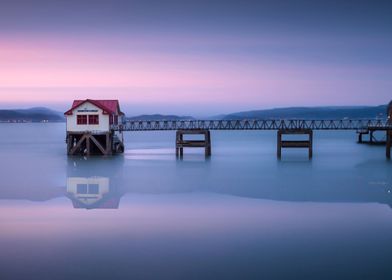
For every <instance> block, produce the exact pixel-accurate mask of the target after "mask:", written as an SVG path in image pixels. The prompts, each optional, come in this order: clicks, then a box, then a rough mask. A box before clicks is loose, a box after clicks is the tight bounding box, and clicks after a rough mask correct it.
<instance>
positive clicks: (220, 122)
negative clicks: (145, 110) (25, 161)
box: [65, 99, 392, 159]
mask: <svg viewBox="0 0 392 280" xmlns="http://www.w3.org/2000/svg"><path fill="white" fill-rule="evenodd" d="M65 115H66V116H67V138H66V142H67V151H68V155H87V156H89V155H92V154H98V155H105V156H108V155H112V154H115V153H122V152H124V140H123V133H124V132H136V131H176V139H175V151H176V156H177V157H182V156H183V155H184V148H203V149H204V154H205V156H206V157H209V156H211V150H212V140H211V132H210V131H211V130H227V131H231V130H270V131H277V157H278V158H279V159H280V158H281V157H282V149H286V148H301V149H307V150H308V156H309V158H312V157H313V140H314V137H313V132H314V131H317V130H328V131H338V130H343V131H356V132H357V134H358V143H367V144H382V145H385V146H386V157H387V158H388V159H390V158H391V145H392V102H391V103H390V104H389V106H388V118H387V119H342V120H320V119H314V120H308V119H306V120H300V119H254V120H194V119H192V120H140V121H138V120H126V118H125V117H124V114H123V113H122V112H121V111H120V107H119V102H118V101H117V100H90V99H86V100H75V101H74V103H73V106H72V108H71V109H70V110H68V111H67V112H66V113H65ZM380 132H381V133H382V134H383V135H385V136H384V138H383V139H384V140H383V139H377V138H376V137H375V133H380ZM102 135H104V136H102ZM195 135H202V136H204V138H203V139H202V140H200V139H199V138H196V139H193V138H192V137H193V136H195ZM292 135H304V136H306V137H307V138H306V139H305V140H297V139H285V138H284V137H290V136H292ZM364 135H366V136H368V139H367V140H366V139H364ZM184 136H185V137H191V138H192V139H185V138H184Z"/></svg>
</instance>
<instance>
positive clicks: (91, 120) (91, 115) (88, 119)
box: [88, 115, 99, 124]
mask: <svg viewBox="0 0 392 280" xmlns="http://www.w3.org/2000/svg"><path fill="white" fill-rule="evenodd" d="M88 123H89V124H99V116H98V115H89V116H88Z"/></svg>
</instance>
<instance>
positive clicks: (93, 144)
mask: <svg viewBox="0 0 392 280" xmlns="http://www.w3.org/2000/svg"><path fill="white" fill-rule="evenodd" d="M66 139H67V154H68V155H70V156H74V155H81V156H84V155H86V156H90V155H104V156H109V155H112V154H113V153H114V150H113V133H112V132H106V133H95V134H93V133H91V132H67V138H66ZM121 143H122V142H121ZM121 143H120V144H121ZM117 144H118V143H117ZM120 152H122V151H120Z"/></svg>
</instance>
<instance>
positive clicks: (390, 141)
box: [386, 129, 392, 159]
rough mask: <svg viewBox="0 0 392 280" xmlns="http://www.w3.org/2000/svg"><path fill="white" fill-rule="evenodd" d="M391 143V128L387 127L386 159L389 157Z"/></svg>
mask: <svg viewBox="0 0 392 280" xmlns="http://www.w3.org/2000/svg"><path fill="white" fill-rule="evenodd" d="M391 145H392V129H388V130H387V143H386V156H387V159H390V158H391Z"/></svg>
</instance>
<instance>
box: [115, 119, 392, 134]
mask: <svg viewBox="0 0 392 280" xmlns="http://www.w3.org/2000/svg"><path fill="white" fill-rule="evenodd" d="M368 127H373V128H380V129H390V128H392V123H388V120H386V119H357V120H349V119H343V120H291V119H288V120H272V119H267V120H156V121H154V120H150V121H146V120H140V121H137V120H132V121H130V120H128V121H126V122H125V123H123V124H119V125H114V126H112V129H114V130H117V131H152V130H187V129H188V130H189V129H207V130H281V129H292V130H295V129H311V130H361V129H366V128H368Z"/></svg>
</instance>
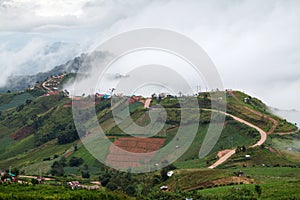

■ ■ ■ ■ ■

Required work: Only the text of the listing should be returned, exactly and in full; no image goes into the copy.

Problem solution:
For every <instance> block, produce the exact pixel-accurate mask of the target after "mask:", written as an SVG path in image pixels. The prompts, each optional, come in this order: clicks, then a box, then a rough mask. A box before clicks is loose, a box after clicks is the tight bounding box, and clicks after a rough mask correct it.
<instance>
positive clicks: (220, 122)
negative clicks: (145, 110) (25, 161)
box: [65, 99, 392, 159]
mask: <svg viewBox="0 0 392 280" xmlns="http://www.w3.org/2000/svg"><path fill="white" fill-rule="evenodd" d="M65 115H66V116H67V138H66V142H67V151H68V155H87V156H89V155H92V154H98V155H105V156H108V155H112V154H115V153H122V152H124V140H123V133H124V132H136V131H176V139H175V151H176V156H177V157H182V156H183V155H184V148H203V149H204V154H205V156H206V157H209V156H211V150H212V140H211V132H210V131H211V130H227V131H231V130H270V131H277V157H278V158H279V159H280V158H281V157H282V149H286V148H301V149H307V150H308V156H309V158H312V157H313V140H314V137H313V132H314V131H317V130H328V131H338V130H343V131H356V132H357V134H358V143H367V144H382V145H385V146H386V157H387V158H388V159H390V158H391V145H392V102H391V103H390V104H389V106H388V118H387V119H342V120H320V119H314V120H308V119H306V120H300V119H254V120H194V119H192V120H140V121H138V120H126V118H125V117H124V114H123V113H122V112H121V111H120V107H119V102H118V101H117V100H90V99H86V100H75V101H74V103H73V106H72V108H71V109H70V110H68V111H67V112H66V113H65ZM380 132H381V133H382V134H383V135H385V136H384V138H383V139H384V140H383V139H377V138H376V137H375V133H380ZM102 135H104V136H102ZM195 135H202V136H204V138H203V139H202V140H200V139H199V138H196V139H193V138H192V137H193V136H195ZM292 135H304V136H306V137H307V138H306V139H305V140H297V139H285V138H284V137H290V136H292ZM364 135H366V136H368V139H367V140H366V139H364ZM184 136H185V137H191V138H192V139H185V138H184Z"/></svg>
</instance>
<instance>
positive clicks: (91, 120) (91, 115) (88, 119)
box: [88, 115, 99, 124]
mask: <svg viewBox="0 0 392 280" xmlns="http://www.w3.org/2000/svg"><path fill="white" fill-rule="evenodd" d="M88 123H89V124H99V116H98V115H89V116H88Z"/></svg>
</instance>
<instance>
positive clicks: (93, 144)
mask: <svg viewBox="0 0 392 280" xmlns="http://www.w3.org/2000/svg"><path fill="white" fill-rule="evenodd" d="M66 139H67V154H68V155H70V156H74V155H81V156H84V155H86V156H90V155H104V156H109V155H112V154H113V153H114V150H113V133H112V132H106V133H95V134H93V133H91V132H67V138H66ZM121 143H122V142H121ZM121 143H120V144H121ZM117 144H118V143H117ZM120 152H122V151H120Z"/></svg>
</instance>
<instance>
positive clicks: (390, 141)
box: [386, 129, 392, 159]
rough mask: <svg viewBox="0 0 392 280" xmlns="http://www.w3.org/2000/svg"><path fill="white" fill-rule="evenodd" d="M391 143V128L387 127L386 159L389 157Z"/></svg>
mask: <svg viewBox="0 0 392 280" xmlns="http://www.w3.org/2000/svg"><path fill="white" fill-rule="evenodd" d="M391 145H392V129H388V130H387V143H386V156H387V159H390V158H391Z"/></svg>
</instance>
<instance>
box: [115, 119, 392, 134]
mask: <svg viewBox="0 0 392 280" xmlns="http://www.w3.org/2000/svg"><path fill="white" fill-rule="evenodd" d="M368 127H373V128H380V129H390V128H392V123H388V120H386V119H357V120H349V119H343V120H291V119H288V120H272V119H267V120H156V121H154V120H150V121H146V120H140V121H137V120H132V121H130V120H128V121H126V122H125V123H123V124H119V125H114V126H112V129H114V130H117V131H152V130H187V129H188V130H189V129H207V130H281V129H292V130H295V129H311V130H361V129H366V128H368Z"/></svg>
</instance>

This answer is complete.